• [PROBLEM]
How many lines of the records below contain the word "metal"? Reply with the number alone.
----------------------------------------
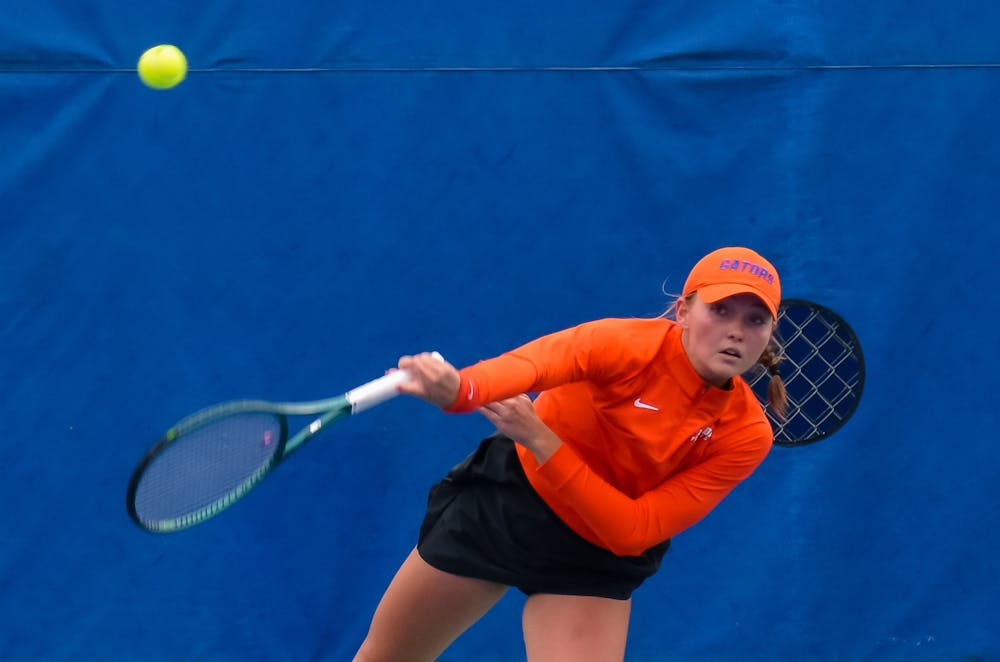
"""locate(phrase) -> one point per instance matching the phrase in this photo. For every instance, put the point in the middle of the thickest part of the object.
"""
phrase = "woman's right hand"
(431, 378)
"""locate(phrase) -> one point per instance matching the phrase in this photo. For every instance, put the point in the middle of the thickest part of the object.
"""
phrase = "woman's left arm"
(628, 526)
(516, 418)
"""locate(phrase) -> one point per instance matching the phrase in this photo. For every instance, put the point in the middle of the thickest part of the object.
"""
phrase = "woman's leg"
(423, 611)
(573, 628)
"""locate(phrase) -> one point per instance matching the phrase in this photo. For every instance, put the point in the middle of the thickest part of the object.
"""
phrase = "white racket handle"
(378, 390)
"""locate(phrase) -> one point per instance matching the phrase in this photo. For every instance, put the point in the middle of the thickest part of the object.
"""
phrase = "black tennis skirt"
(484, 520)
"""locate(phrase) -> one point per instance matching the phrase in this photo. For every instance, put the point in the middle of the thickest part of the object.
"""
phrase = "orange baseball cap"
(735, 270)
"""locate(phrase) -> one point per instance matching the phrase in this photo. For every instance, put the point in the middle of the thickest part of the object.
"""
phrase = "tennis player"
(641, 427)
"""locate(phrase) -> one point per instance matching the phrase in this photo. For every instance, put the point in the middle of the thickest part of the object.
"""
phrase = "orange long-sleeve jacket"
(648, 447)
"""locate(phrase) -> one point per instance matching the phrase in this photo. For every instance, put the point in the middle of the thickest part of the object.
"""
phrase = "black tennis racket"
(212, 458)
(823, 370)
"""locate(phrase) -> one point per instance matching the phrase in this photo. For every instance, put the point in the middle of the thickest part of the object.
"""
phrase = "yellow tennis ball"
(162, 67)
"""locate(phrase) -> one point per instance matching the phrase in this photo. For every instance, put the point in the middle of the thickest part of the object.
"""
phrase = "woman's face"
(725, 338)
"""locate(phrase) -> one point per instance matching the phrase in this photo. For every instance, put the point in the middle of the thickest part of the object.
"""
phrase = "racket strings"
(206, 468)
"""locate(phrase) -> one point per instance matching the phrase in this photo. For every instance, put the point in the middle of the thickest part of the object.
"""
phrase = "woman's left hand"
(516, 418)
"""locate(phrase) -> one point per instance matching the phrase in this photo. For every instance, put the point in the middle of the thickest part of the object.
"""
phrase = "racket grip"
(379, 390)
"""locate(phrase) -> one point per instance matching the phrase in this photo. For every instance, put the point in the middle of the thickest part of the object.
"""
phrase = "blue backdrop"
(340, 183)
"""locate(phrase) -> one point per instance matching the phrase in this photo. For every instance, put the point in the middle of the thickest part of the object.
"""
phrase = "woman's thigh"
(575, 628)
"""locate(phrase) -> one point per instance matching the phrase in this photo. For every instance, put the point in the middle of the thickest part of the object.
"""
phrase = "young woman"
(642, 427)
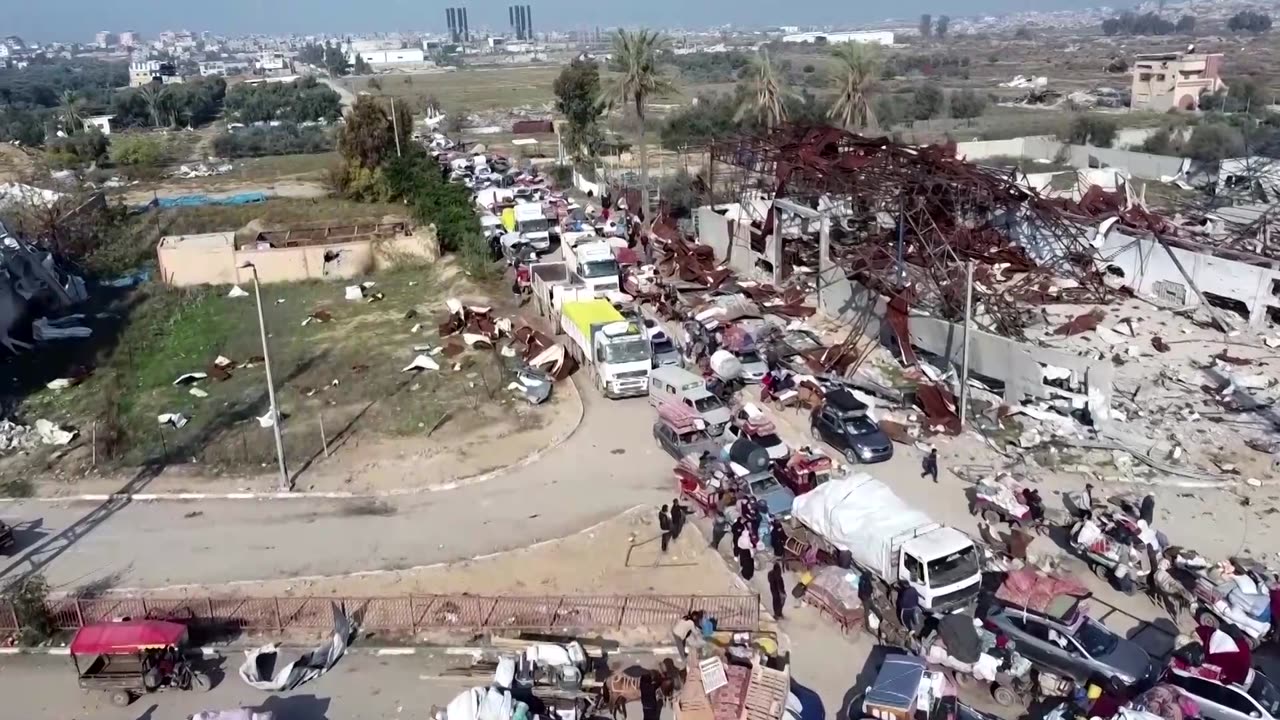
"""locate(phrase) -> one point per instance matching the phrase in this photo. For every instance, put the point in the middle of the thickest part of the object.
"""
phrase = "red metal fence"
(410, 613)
----------------------------------------
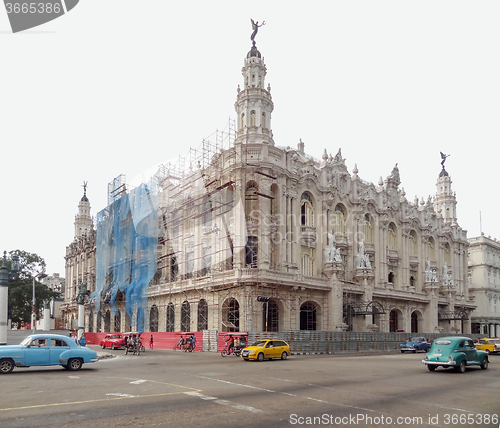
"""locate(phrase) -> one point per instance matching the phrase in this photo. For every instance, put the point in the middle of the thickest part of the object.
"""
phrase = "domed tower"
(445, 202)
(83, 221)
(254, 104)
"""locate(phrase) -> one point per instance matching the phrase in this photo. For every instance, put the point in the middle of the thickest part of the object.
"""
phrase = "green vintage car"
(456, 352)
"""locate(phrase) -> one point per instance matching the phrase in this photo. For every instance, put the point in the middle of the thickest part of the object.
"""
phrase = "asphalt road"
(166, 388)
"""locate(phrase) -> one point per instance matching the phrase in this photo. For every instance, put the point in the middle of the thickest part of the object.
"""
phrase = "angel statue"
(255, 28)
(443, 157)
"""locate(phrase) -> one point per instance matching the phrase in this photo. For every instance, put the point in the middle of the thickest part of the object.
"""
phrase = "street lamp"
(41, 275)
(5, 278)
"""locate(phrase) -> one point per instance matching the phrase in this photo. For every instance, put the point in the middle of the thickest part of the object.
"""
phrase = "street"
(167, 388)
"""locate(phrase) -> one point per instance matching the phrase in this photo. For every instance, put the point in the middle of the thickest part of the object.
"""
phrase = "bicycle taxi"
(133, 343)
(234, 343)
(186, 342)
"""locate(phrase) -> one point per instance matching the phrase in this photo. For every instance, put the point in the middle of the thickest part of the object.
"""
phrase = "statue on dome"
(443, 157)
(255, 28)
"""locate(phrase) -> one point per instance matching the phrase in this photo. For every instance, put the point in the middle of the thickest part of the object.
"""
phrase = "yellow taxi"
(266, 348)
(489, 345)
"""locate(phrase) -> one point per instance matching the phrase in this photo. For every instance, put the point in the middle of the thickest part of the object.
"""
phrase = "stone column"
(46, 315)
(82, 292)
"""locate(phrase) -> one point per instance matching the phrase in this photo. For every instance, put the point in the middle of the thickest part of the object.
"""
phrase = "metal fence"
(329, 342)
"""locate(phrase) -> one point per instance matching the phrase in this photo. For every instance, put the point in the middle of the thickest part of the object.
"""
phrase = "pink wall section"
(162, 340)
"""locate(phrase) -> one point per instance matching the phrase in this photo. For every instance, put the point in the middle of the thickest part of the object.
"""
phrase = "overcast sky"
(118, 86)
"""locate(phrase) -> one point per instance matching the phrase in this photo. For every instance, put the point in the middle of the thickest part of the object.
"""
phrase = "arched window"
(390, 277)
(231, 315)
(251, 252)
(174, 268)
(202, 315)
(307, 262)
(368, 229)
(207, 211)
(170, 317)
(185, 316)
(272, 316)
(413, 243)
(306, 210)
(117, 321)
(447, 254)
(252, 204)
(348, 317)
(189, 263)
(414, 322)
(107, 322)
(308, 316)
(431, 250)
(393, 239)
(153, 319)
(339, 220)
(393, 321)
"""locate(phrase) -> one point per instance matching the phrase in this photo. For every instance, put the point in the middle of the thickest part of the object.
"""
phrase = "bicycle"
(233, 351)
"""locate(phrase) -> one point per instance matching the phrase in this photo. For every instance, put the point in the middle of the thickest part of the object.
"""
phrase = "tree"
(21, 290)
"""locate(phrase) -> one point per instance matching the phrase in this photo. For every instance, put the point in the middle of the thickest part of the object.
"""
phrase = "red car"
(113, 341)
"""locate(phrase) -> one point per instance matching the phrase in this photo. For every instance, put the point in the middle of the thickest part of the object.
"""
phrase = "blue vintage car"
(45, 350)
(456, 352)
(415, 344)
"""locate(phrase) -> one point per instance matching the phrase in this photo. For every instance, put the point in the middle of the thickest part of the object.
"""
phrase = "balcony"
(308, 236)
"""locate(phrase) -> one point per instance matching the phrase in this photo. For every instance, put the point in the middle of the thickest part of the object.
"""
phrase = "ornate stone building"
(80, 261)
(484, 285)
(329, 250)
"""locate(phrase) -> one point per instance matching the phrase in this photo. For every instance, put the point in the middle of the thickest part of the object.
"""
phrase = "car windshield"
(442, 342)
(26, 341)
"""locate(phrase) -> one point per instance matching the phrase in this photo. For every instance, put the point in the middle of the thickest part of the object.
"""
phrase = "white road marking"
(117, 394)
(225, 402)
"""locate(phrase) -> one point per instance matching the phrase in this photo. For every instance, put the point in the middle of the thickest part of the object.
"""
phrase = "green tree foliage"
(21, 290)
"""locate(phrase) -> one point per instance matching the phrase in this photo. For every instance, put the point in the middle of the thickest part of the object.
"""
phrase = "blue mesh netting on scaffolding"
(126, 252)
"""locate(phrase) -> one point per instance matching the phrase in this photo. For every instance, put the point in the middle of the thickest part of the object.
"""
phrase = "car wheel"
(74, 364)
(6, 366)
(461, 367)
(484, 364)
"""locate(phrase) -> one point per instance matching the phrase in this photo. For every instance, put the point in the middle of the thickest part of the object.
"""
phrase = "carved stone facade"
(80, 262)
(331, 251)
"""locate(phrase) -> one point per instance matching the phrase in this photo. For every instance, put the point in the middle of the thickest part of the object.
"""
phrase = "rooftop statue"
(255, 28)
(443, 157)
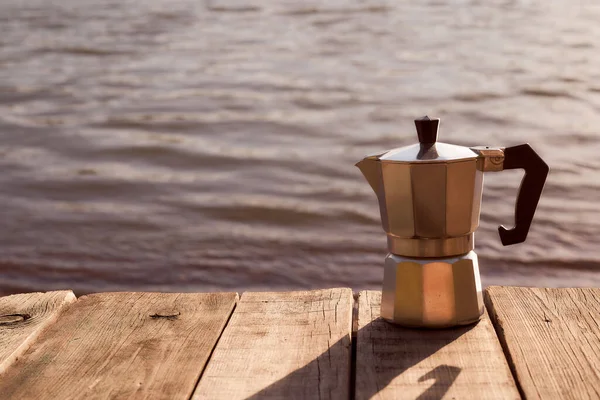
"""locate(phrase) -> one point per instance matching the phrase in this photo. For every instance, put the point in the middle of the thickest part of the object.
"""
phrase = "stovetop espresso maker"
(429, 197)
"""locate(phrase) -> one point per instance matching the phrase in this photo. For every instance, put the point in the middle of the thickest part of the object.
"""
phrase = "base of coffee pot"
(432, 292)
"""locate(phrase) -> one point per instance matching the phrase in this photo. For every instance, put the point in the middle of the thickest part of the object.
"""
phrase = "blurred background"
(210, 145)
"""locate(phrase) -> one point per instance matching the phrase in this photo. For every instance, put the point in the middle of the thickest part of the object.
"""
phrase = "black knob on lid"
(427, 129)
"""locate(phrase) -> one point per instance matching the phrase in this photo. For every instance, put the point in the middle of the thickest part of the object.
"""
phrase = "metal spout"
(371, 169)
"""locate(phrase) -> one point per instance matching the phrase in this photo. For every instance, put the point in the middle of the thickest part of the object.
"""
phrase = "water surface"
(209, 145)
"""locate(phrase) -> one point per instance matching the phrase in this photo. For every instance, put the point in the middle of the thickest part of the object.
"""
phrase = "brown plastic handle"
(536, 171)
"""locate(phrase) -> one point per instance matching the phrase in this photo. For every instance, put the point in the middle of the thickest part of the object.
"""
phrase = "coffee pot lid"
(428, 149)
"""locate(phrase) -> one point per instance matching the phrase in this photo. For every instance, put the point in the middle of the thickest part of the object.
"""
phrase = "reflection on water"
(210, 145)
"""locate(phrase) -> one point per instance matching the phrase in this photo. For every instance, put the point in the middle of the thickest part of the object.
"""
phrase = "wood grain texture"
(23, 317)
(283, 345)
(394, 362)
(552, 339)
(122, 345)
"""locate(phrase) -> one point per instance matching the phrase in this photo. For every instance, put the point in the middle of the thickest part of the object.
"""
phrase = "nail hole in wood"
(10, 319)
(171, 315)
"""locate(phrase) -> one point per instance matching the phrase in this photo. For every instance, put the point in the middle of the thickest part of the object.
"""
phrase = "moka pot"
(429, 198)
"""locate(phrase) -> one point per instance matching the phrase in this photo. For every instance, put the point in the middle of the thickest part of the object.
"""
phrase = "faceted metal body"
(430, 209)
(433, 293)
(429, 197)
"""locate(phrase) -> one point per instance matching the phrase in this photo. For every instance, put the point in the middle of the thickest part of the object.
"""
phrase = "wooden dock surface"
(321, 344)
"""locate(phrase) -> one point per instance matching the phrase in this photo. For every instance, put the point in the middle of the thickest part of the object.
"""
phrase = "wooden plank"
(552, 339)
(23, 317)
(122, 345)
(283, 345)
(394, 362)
----------------------------------------
• [FINISHED EXERCISE]
4